Task requirements: Every record must appear in the response exactly as given.

Supplied records:

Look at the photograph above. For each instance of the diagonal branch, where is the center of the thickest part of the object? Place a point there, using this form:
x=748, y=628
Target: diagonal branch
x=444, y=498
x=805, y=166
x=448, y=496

Output for this task:
Look at the photograph above. For each instance of the diagonal branch, where is the center of the thickest part of the object? Place a point there, using this form:
x=748, y=628
Target: diagonal branch
x=444, y=498
x=805, y=166
x=448, y=496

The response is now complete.